=== ИСХОДНЫЙ ТЕКСТ ===
М. Пруст. Против Сент-Бёва. Статьи и эссе. Перевод с французского Т. В. Чугуновой. Вступительная статья А. Д. Михайлова. Комментарии О. В. Смолицкой, Т. В. Чугуновой. М., “ЧеРо”, 1999, 224 стр.
Кому нужно издание черновиков французского романа, выпущенное большим по нынешним временам тиражом в 2500 экз.? Пусть великого романа, но черновиков? Незамедлительно отвечу: всем истинным читателям, тем, кого Борхес в беседе с Сьюзен Зонтаг назвал “Сектой читателей”.
Вообразим: на арене артист показывает невероятной красоты и сложности фокус. Публика, затаив дыхание, следит за тем, как фокусник таинственными манипуляциями стягивает к себе незримые нити времени и пространства. Номер закончен. Гром аплодисментов. Капельдинер объявляет: “А сейчас мы откроем вам, как это было сделано!” Фокусник отбрасывает ширму, засучивает бездонные рукава и демонстрирует изнанку, черновик своего чуда. И тут все с изумлением понимают, что никакого технического секрета нет, а есть только волшебство гения, что ширмы и рукава были не нужны, что номер возник сам собой, во всеоружии своего великолепия, будто Афина Паллада из головы Зевса.
Книга представляет собой смесь различных сочинений “неизвестного Пруста”: псевдороман (или псевдопамфлет) “Против Сент-Бёва”, из которого выросла потом великая эпопея, и несколько эссе о литераторах и литературе. Ничего “второсортного”, случайного, не достойного авторства Пруста в ней нет. Пруст, видимо, уже родился гениальным прозаиком. Что же до “нужности”, “актуальности” издания, то не звучит ли упреком нынешним исследователям, упражняющимся в низгонке великих стихов, романов, картин к мутной браге социальности, сексуальности, интертекстуальности, следующее высказывание: “Сент-Бёв, видимо, так и не понял, в чем состоит неповторимость вдохновения и литературного труда от деятельности других людей и иной деятельности самого писателя”? (Нерусскость оборота оставляю на совести переводчика.)
М. Пруст. Обретенное время. Перевод с французского А. И. Кондратьева, под редакцией О. И. Яриковой. М., “Наталис”, 1999, 355 стр.
Теперь у русской культуры есть свой “полный Пруст”. Создание его растянулось более чем на семьдесят лет, срок одновременно и огромный и ничтожный — как посмотреть; средняя продолжительность жизни скандинавского мужчины и советской власти.
=== ПЕРЕЧЕНЬ МАТЕРИАЛОВ ===
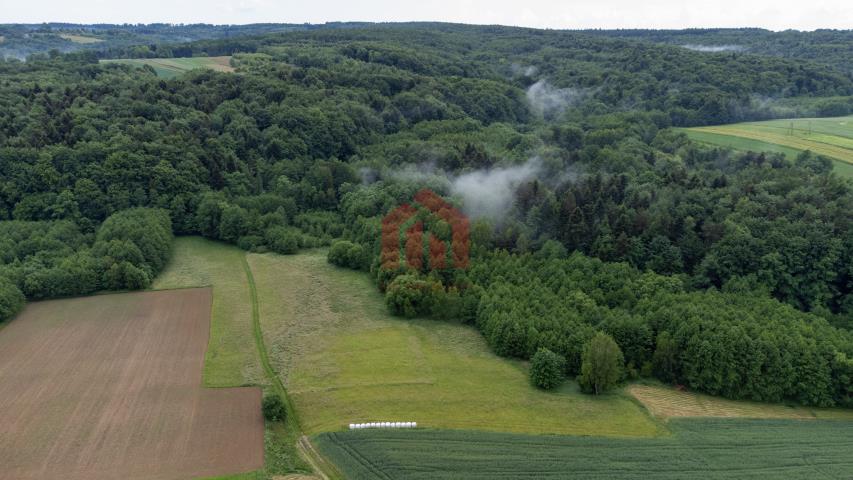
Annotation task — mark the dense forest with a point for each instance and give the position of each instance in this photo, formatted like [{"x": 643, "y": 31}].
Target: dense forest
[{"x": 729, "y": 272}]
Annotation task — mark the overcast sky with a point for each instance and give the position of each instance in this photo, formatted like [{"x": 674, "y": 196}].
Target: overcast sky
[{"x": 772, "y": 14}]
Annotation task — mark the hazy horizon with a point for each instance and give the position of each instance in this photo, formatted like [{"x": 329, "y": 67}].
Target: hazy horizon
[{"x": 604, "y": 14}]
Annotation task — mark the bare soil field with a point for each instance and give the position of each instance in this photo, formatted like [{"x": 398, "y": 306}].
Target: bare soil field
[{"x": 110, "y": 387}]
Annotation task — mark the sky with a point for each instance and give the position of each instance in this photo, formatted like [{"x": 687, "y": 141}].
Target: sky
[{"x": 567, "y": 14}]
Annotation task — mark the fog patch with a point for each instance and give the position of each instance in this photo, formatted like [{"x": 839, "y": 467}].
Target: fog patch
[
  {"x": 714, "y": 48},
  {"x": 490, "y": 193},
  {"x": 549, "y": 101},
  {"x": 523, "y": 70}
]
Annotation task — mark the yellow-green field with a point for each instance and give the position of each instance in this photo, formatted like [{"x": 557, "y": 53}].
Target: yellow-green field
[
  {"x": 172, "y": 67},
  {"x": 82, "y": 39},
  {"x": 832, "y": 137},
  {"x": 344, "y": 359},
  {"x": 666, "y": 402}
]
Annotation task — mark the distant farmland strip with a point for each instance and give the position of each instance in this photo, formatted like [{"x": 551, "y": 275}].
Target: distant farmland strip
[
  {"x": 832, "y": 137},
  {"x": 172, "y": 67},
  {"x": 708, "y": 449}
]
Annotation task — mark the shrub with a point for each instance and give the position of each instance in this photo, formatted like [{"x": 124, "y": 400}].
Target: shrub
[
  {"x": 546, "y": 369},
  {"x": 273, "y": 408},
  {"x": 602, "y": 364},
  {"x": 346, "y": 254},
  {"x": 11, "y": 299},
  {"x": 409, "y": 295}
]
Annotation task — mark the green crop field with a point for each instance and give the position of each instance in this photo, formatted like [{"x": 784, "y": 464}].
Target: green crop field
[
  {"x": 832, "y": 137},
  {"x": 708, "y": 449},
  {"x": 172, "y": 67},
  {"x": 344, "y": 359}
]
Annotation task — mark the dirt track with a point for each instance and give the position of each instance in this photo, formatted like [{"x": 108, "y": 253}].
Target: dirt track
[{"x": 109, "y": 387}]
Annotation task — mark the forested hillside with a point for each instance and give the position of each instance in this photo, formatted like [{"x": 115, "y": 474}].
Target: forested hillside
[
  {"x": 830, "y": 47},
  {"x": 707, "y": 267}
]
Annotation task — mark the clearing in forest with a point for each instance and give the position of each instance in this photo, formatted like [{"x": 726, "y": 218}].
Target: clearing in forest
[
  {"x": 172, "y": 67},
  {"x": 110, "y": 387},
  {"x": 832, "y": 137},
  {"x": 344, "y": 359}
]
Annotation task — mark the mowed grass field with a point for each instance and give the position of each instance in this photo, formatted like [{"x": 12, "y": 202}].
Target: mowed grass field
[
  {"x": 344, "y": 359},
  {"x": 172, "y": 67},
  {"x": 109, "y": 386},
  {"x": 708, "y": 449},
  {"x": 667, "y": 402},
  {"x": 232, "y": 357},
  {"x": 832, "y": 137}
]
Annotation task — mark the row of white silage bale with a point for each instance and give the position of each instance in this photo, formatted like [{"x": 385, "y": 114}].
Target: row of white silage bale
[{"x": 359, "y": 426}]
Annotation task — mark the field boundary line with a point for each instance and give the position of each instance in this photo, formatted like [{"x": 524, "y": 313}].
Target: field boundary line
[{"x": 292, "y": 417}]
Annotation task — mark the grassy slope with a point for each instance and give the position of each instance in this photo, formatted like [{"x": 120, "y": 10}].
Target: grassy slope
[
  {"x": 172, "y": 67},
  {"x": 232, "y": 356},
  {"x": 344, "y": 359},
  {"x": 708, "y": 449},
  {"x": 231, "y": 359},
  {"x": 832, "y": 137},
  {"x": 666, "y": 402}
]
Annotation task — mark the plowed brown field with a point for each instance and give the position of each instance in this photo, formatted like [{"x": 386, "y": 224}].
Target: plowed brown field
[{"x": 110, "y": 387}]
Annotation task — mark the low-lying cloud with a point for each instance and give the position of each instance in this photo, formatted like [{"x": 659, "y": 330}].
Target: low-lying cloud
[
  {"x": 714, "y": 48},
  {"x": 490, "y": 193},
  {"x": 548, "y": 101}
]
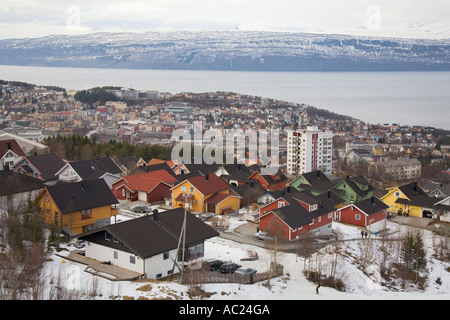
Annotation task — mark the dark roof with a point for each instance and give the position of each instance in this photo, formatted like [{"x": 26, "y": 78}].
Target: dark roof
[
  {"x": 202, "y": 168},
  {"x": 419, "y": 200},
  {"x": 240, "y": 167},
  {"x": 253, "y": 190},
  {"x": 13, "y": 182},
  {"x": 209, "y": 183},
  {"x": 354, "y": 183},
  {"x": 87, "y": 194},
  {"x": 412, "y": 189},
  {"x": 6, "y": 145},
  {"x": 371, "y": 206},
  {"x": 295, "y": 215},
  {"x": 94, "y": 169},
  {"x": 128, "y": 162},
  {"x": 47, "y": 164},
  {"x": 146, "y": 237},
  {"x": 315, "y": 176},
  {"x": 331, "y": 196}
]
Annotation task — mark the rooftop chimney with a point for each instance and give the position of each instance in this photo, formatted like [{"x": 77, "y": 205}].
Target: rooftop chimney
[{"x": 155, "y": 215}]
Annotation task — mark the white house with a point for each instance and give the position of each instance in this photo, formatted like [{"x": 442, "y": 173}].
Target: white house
===
*ЗАДАНИЯ*:
**1)** Обновите фрагмент рецензии на книги Пруста: приведите всё от слов «Вообразим: на арене» вплоть до слов «из головы Зевса.», заменив «Капельдинер» на «Конферансье».
**2)** Сколько времени, согласно рецензии на книги Пруста, заняло создание русского «полного Пруста»?
**3)** Перескажите короче в виде списка абзац рецензии на книги Пруста, начинающийся словами «Книга представляет собой смесь», сохранив его главные факты.

*ОТВЕТЫ*:
**1)**
Вообразим: на арене артист показывает невероятной красоты и сложности фокус. Публика, затаив дыхание, следит за тем, как фокусник таинственными манипуляциями стягивает к себе незримые нити времени и пространства. Номер закончен. Гром аплодисментов. Конферансье объявляет: “А сейчас мы откроем вам, как это было сделано!” Фокусник отбрасывает ширму, засучивает бездонные рукава и демонстрирует изнанку, черновик своего чуда. И тут все с изумлением понимают, что никакого технического секрета нет, а есть только волшебство гения, что ширмы и рукава были не нужны, что номер возник сам собой, во всеоружии своего великолепия, будто Афина Паллада из головы Зевса.

**2)** Более семидесяти лет.

**3)**
- Книга объединяет сочинения «неизвестного Пруста». Это псевдороман (или псевдопамфлет) «Против Сент-Бёва», из которого потом выросла великая эпопея, и несколько эссе о литераторах и литературе.
- Ничего второсортного или недостойного авторства Пруста в книге нет. По-видимому, Пруст уже родился гениальным прозаиком.
- Актуальность издания рецензент видит в высказывании Пруста о том, что Сент-Бёв так и не понял неповторимости вдохновения и литературного труда. Оно звучит упреком нынешним исследователям, которые сводят великие произведения к социальности, сексуальности, интертекстуальности.
- Нерусскость оборота в этой цитате рецензент оставляет на совести переводчика.